> [TAREFA PROPOSTA] Reproduza na íntegra, sem alterar nada, o texto sobre a infância de Takeshi Kitano.

Takeshi Kitano nasceu em 18 de abril de 1947 no bairro de Umeshima em Tóquio. É o caçula dos quatro filhos de Kikujiro e Saki. Durante a sua infância no período do pós-guerra japonês, seu pai tinha que aceitar qualquer emprego disponível, trabalhando como pintor e decorador. Apesar de Takeshi e seus irmãos ajudarem no trabalho, Kikujiro gastava a maior parte do salário com bebidas para sustentar seu alcoolismo. Ficava violento quando bebia e batia na esposa e nos filhos. Kikujiro acabou saindo de casa.
Sua mãe, Saki, era muito rígida na educação dos filhos. Trabalhava sem parar, economizava cada centavo para comprar livros para as crianças. Apesar da vida muito humilde, pagava aulas de inglês e de caligrafia e punia os filhos se não fizessem os trabalhos direito. Apesas disso, era uma mãe muito carinhosa e sobretudo, muito devotada aos filhos. Takeshi lembra da falecida mãe como uma pessoa que estava sempre trabalhando e chorando.
Takeshi cresceu num dos mais pobres e violentos bairros de Tóquio, numa casa de apenas um quarto, com sua irmã, seus irmãos, sua mãe e sua avó. A vida era dura o suficiente quando seu pai morava com eles, mas depois de sua partida ficou ainda pior. Eram muito pobres. Takeshi e seus irmãos colocavam caixas de laranja na rua como mesas para estudar de baixo da iluminação pública à noite.

> [DADOS BRUTOS]
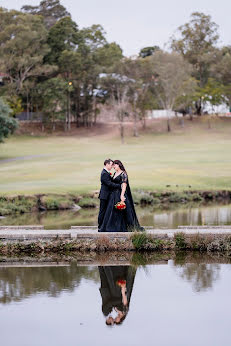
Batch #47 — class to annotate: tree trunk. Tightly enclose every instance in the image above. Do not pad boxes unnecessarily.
[120,114,124,144]
[67,91,71,131]
[133,109,139,137]
[167,118,171,132]
[142,111,146,130]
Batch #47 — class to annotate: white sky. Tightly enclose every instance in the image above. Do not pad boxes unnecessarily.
[0,0,231,56]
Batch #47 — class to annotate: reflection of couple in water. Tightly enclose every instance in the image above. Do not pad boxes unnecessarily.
[99,266,136,325]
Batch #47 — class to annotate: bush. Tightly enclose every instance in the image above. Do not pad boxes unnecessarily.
[0,97,18,142]
[78,197,99,208]
[41,195,74,210]
[133,191,160,205]
[174,232,187,250]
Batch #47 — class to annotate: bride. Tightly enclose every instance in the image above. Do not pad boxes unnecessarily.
[100,160,143,232]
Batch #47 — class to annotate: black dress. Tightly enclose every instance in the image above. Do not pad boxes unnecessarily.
[98,266,136,316]
[100,172,143,232]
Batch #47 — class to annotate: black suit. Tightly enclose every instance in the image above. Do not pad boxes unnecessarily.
[98,169,120,232]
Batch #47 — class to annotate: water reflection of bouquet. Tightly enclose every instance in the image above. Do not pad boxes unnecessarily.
[116,279,126,286]
[115,201,126,210]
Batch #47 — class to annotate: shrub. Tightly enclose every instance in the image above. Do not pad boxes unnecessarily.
[174,232,187,249]
[78,197,99,208]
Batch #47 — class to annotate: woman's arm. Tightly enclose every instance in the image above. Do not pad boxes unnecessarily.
[120,172,128,202]
[120,183,127,202]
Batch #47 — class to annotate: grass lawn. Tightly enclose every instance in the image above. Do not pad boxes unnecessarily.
[0,119,231,195]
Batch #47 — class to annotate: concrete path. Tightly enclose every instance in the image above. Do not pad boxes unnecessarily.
[0,226,231,241]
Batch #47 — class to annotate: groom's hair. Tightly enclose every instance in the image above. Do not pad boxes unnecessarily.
[104,159,114,166]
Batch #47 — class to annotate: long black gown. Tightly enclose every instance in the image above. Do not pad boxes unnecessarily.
[98,266,136,316]
[100,172,143,232]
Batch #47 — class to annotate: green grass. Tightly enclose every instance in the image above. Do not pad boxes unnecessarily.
[0,120,231,195]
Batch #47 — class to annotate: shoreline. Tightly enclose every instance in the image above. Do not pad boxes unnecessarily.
[0,226,231,257]
[0,190,231,216]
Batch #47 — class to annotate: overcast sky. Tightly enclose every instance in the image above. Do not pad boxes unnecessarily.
[0,0,231,56]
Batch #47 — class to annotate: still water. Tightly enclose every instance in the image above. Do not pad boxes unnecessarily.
[0,204,231,229]
[0,255,231,346]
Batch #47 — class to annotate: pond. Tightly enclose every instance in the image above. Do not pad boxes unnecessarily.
[0,251,231,346]
[0,204,231,229]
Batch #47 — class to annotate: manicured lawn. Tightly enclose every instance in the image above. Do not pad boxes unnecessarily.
[0,120,231,195]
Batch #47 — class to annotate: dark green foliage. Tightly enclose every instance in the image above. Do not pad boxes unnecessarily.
[0,196,37,215]
[0,98,18,142]
[22,0,70,28]
[78,197,99,208]
[174,232,187,250]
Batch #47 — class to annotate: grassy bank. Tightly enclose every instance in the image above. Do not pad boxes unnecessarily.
[0,119,231,195]
[0,190,231,216]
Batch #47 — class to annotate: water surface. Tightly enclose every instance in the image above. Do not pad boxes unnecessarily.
[0,204,231,229]
[0,255,231,346]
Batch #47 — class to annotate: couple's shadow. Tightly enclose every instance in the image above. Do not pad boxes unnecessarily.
[99,266,136,325]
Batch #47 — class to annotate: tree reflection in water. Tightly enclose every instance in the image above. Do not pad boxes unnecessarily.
[0,263,99,304]
[174,263,220,292]
[99,266,136,326]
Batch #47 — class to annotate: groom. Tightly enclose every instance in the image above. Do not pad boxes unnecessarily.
[98,159,120,232]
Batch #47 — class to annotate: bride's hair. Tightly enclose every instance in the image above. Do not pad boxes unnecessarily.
[114,160,127,173]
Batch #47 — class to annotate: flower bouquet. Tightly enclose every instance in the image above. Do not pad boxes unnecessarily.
[116,279,126,287]
[115,201,126,210]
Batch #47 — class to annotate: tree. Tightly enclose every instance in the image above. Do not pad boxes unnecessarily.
[0,8,54,94]
[212,46,231,108]
[150,52,191,111]
[0,98,18,142]
[101,62,133,144]
[22,0,71,29]
[37,77,72,131]
[44,17,80,66]
[139,46,160,58]
[171,12,219,114]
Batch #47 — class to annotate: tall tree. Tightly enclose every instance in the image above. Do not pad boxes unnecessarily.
[0,8,54,93]
[148,51,194,131]
[0,97,18,142]
[139,46,160,58]
[44,17,80,65]
[171,12,219,114]
[22,0,71,29]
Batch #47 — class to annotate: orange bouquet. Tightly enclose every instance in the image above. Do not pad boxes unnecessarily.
[115,201,126,210]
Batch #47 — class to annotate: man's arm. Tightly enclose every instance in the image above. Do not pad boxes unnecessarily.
[101,174,121,189]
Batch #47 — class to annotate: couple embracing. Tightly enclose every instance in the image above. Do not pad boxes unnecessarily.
[98,159,143,232]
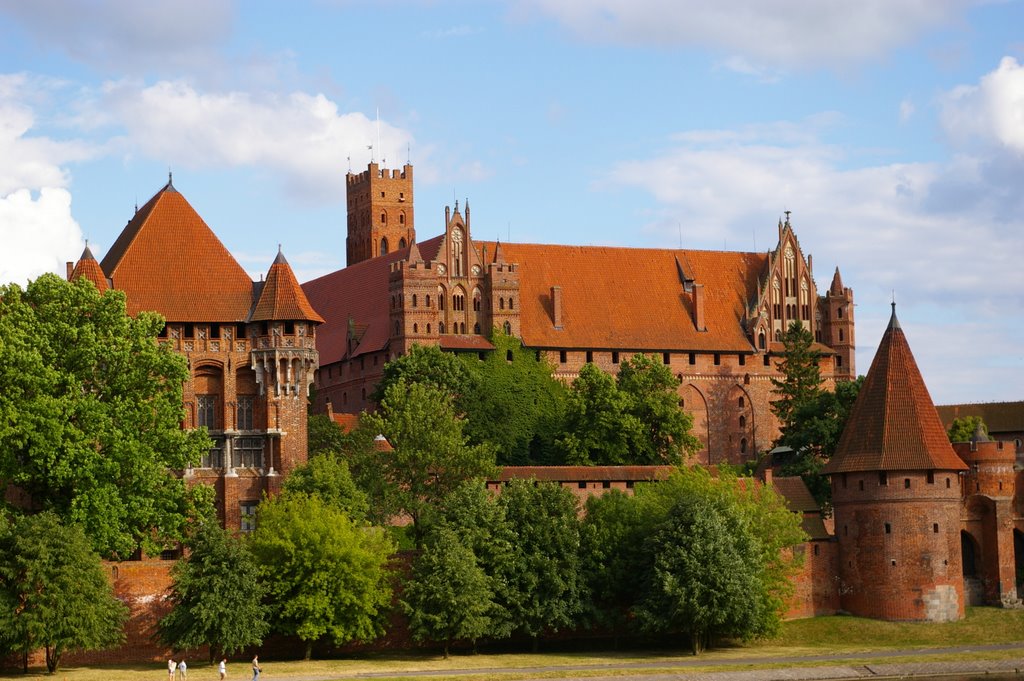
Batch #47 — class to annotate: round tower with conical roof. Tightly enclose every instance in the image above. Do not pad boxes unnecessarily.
[823,303,967,622]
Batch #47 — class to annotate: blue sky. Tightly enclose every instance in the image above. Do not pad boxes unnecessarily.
[0,0,1024,403]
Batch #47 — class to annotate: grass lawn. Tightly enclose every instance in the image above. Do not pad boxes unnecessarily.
[5,607,1024,681]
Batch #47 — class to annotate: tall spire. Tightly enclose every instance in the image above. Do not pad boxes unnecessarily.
[822,302,967,474]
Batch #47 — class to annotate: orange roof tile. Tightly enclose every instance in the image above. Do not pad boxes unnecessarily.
[249,250,324,324]
[102,182,253,322]
[822,303,967,473]
[477,242,768,352]
[69,244,111,293]
[302,237,441,366]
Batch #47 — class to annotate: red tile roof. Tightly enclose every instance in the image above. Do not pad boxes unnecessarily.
[302,237,770,365]
[822,304,967,473]
[302,237,441,366]
[69,245,111,293]
[250,251,324,323]
[102,182,253,322]
[489,243,768,352]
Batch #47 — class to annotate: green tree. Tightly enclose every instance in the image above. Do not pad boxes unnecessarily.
[401,528,492,659]
[370,344,470,405]
[778,376,864,513]
[359,380,495,547]
[636,467,806,651]
[580,490,647,642]
[616,354,701,465]
[282,454,370,524]
[157,522,269,664]
[946,416,988,442]
[558,363,643,466]
[456,332,565,465]
[306,414,348,459]
[498,480,583,650]
[636,489,767,654]
[0,274,210,558]
[249,494,394,659]
[427,480,518,639]
[0,511,128,674]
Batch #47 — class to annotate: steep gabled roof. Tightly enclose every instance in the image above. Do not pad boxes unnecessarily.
[250,250,324,323]
[476,242,768,352]
[822,303,967,473]
[102,182,253,322]
[302,237,441,366]
[69,244,111,293]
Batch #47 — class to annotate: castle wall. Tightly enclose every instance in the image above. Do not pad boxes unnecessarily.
[833,471,965,622]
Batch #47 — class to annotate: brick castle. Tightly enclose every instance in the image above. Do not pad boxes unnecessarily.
[39,164,1024,661]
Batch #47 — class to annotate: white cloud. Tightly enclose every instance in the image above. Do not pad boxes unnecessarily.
[0,187,83,285]
[600,105,1024,402]
[941,56,1024,155]
[517,0,972,69]
[0,0,234,73]
[95,81,413,201]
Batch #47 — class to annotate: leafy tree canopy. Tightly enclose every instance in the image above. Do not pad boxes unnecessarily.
[498,480,582,648]
[0,274,210,558]
[249,494,394,659]
[558,354,700,466]
[158,521,269,664]
[358,380,495,545]
[946,416,988,442]
[283,454,370,524]
[0,511,128,674]
[456,331,565,466]
[401,528,492,659]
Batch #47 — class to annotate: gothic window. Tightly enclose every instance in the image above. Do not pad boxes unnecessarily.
[239,502,259,533]
[236,395,256,430]
[232,437,263,468]
[196,395,217,430]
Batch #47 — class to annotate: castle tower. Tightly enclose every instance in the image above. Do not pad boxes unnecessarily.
[345,163,416,266]
[818,267,857,379]
[822,303,967,622]
[953,424,1024,607]
[248,250,324,483]
[388,238,442,354]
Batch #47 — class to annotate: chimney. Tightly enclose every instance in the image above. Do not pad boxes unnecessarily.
[693,283,708,331]
[551,286,562,331]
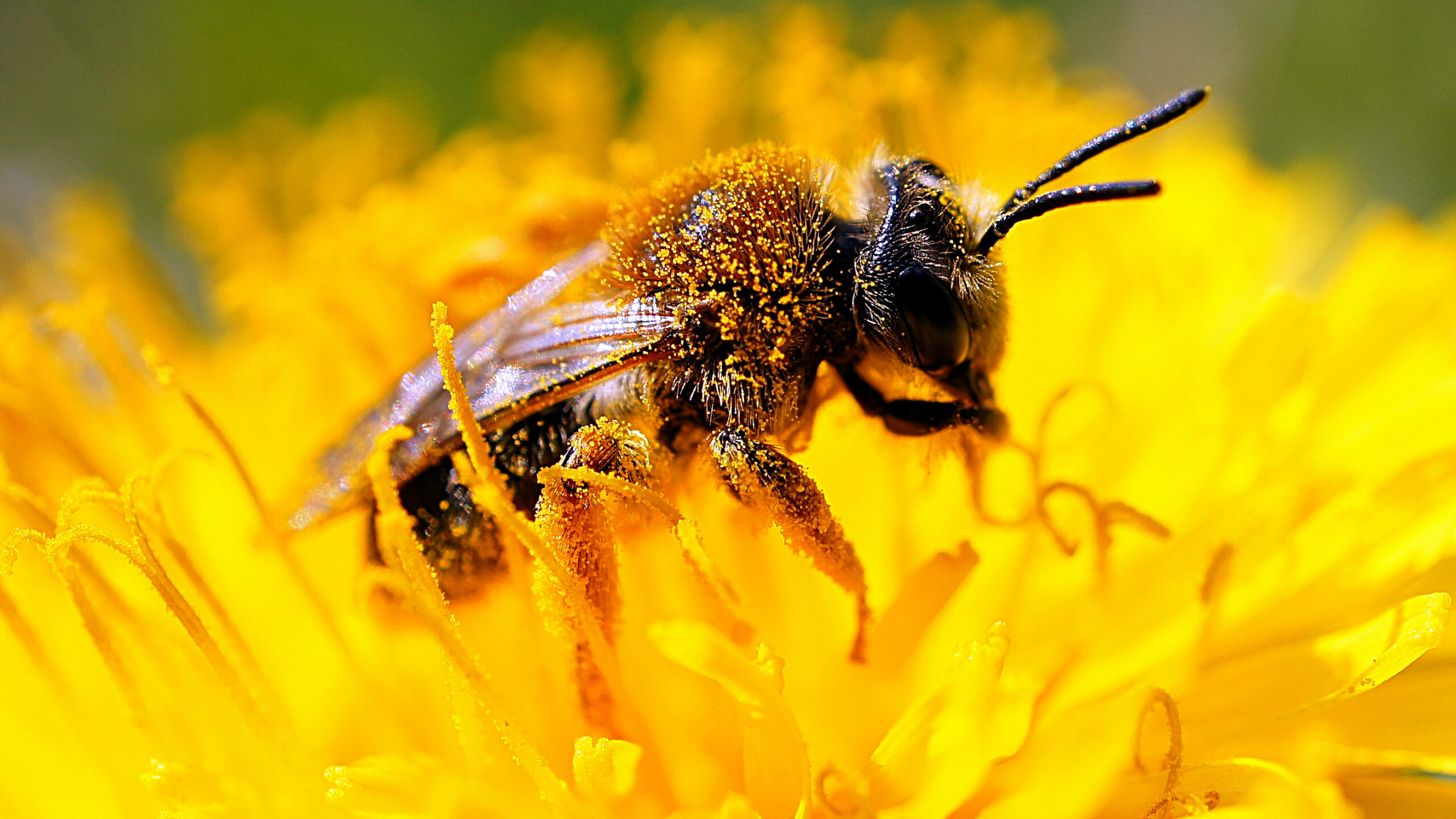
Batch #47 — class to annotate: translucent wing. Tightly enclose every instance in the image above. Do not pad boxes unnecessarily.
[289,243,671,529]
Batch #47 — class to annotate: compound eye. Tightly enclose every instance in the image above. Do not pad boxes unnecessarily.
[895,267,971,373]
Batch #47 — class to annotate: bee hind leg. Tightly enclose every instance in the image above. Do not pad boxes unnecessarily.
[708,427,869,663]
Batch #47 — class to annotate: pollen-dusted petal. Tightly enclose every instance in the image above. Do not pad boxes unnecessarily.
[1180,592,1450,751]
[869,542,981,673]
[648,621,809,819]
[866,625,1035,819]
[571,736,642,796]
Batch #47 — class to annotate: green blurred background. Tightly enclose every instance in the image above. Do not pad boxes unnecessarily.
[0,0,1456,306]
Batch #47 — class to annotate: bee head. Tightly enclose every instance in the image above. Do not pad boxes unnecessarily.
[853,88,1209,407]
[855,159,1006,404]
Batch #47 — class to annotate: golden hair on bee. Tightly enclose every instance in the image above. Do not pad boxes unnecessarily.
[604,143,852,428]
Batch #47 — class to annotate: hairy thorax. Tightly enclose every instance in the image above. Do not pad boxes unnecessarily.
[606,144,855,435]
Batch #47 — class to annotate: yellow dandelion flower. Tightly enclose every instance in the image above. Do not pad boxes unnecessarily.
[0,7,1456,819]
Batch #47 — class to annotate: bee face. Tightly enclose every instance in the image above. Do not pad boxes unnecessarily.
[853,159,1004,396]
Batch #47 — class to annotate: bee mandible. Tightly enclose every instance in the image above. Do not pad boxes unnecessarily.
[293,89,1209,659]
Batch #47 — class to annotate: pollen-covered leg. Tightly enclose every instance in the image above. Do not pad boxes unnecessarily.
[708,427,869,663]
[536,418,648,733]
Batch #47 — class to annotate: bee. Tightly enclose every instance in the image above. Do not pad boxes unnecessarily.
[291,89,1209,659]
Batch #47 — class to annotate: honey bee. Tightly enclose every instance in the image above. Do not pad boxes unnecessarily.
[293,89,1209,659]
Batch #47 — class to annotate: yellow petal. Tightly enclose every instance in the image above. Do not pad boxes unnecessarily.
[1178,593,1450,747]
[868,624,1032,817]
[571,736,642,796]
[648,621,809,819]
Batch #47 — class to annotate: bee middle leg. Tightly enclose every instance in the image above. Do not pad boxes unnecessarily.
[835,365,1006,439]
[708,427,869,663]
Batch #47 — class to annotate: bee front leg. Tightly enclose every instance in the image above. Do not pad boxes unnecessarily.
[708,427,869,663]
[835,365,1006,439]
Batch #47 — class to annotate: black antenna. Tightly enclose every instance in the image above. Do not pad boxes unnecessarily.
[975,86,1213,255]
[1002,88,1213,212]
[975,179,1163,257]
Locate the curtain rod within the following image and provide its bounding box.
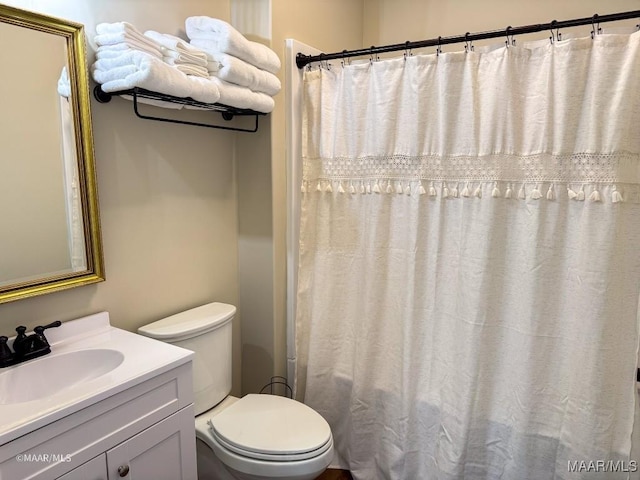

> [RESPOSTA À TAREFA]
Takeshi Kitano nasceu em 18 de abril de 1947 no bairro de Umeshima em Tóquio. É o caçula dos quatro filhos de Kikujiro e Saki. Durante a sua infância no período do pós-guerra japonês, seu pai tinha que aceitar qualquer emprego disponível, trabalhando como pintor e decorador. Apesar de Takeshi e seus irmãos ajudarem no trabalho, Kikujiro gastava a maior parte do salário com bebidas para sustentar seu alcoolismo. Ficava violento quando bebia e batia na esposa e nos filhos. Kikujiro acabou saindo de casa.
Sua mãe, Saki, era muito rígida na educação dos filhos. Trabalhava sem parar, economizava cada centavo para comprar livros para as crianças. Apesar da vida muito humilde, pagava aulas de inglês e de caligrafia e punia os filhos se não fizessem os trabalhos direito. Apesas disso, era uma mãe muito carinhosa e sobretudo, muito devotada aos filhos. Takeshi lembra da falecida mãe como uma pessoa que estava sempre trabalhando e chorando.
Takeshi cresceu num dos mais pobres e violentos bairros de Tóquio, numa casa de apenas um quarto, com sua irmã, seus irmãos, sua mãe e sua avó. A vida era dura o suficiente quando seu pai morava com eles, mas depois de sua partida ficou ainda pior. Eram muito pobres. Takeshi e seus irmãos colocavam caixas de laranja na rua como mesas para estudar de baixo da iluminação pública à noite.